Parts of the exercise ▸
1. Quote the passage from the Neil Patrick Harris excerpt that begins at the words "From Doogie To" and ends after the words "and adventurous actor.".
2. Answer these questions using the Neil Patrick Harris excerpt.
(a) During which years did Harris play Doogie Howser M.D.?
(b) Who is Harris's husband?
(c) How many Emmy Awards has Harris won?

Text excerpt ▸
They’re an eclectic group, perhaps reflecting the heavy criticism Star received for his very white, inexplicably rich, and very leisurely ladies who lunch in Sex and the City.
From Doogie To Hedwig? The versatility of Neil Patrick Harris
From 1989 to 1993, a young Neil Patrick Harris played teenage doctor Doogie Howser M.D., intelligent and accomplished well beyond his years. It was an unlikely hit, in which Harris imbued his kid genius with empathy, humility and humour. Via TV, film and Broadway, he’s proven himself to be an adaptable, interesting and adventurous actor.
In his personal life he’s been graceful in controlling tabloid access to his life with his husband, fellow actor David Burtka and his children, while resolutely ensuring privacy on a day-to-day basis. The winner of a Tony Award and five Emmy Awards doesn’t have anything to prove, and it is perhaps this sense of liberation that enables him to so easily slip from one character to another, becoming entirely different men with a change of clothing and hairstyle.

Record set ▸
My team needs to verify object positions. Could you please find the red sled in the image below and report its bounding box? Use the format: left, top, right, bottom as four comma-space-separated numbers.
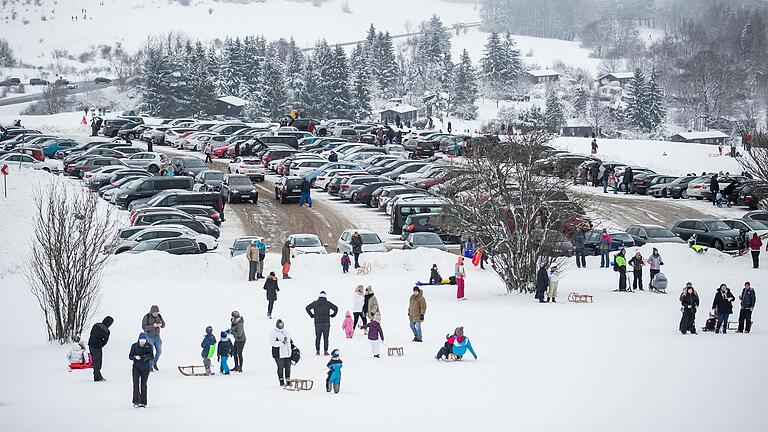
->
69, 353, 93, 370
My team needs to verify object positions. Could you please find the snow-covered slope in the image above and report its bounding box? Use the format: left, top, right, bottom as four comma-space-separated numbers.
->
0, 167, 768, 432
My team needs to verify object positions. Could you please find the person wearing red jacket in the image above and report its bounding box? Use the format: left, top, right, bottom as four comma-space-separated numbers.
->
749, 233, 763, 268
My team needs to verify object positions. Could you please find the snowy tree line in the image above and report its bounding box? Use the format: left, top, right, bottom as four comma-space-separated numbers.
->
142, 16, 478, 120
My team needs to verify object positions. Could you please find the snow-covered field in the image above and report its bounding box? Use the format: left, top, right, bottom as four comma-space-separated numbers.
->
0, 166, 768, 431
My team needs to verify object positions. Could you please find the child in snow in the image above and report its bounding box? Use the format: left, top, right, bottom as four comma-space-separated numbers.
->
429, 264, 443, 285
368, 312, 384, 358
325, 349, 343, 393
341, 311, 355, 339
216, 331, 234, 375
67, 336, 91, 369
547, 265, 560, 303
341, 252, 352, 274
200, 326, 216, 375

--

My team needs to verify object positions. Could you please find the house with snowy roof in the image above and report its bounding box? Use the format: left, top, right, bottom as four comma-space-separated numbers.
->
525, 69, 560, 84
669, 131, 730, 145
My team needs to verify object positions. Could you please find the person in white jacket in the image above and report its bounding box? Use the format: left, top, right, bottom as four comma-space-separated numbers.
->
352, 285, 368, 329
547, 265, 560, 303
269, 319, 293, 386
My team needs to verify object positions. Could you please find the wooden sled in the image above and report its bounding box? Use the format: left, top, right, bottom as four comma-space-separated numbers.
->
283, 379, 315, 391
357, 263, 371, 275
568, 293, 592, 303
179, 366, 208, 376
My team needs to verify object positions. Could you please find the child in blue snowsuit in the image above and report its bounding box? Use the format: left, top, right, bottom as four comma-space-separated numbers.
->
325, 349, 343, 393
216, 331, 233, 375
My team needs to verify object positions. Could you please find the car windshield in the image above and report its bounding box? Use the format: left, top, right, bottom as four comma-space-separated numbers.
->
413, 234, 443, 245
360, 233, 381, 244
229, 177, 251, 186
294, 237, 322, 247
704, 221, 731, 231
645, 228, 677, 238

Exercise responses ▸
1.
From Doogie To Hedwig? The versatility of Neil Patrick Harris
From 1989 to 1993, a young Neil Patrick Harris played teenage doctor Doogie Howser M.D., intelligent and accomplished well beyond his years. It was an unlikely hit, in which Harris imbued his kid genius with empathy, humility and humour. Via TV, film and Broadway, he’s proven himself to be an adaptable, interesting and adventurous actor.

2.
(a) From 1989 to 1993.
(b) David Burtka, a fellow actor.
(c) Five.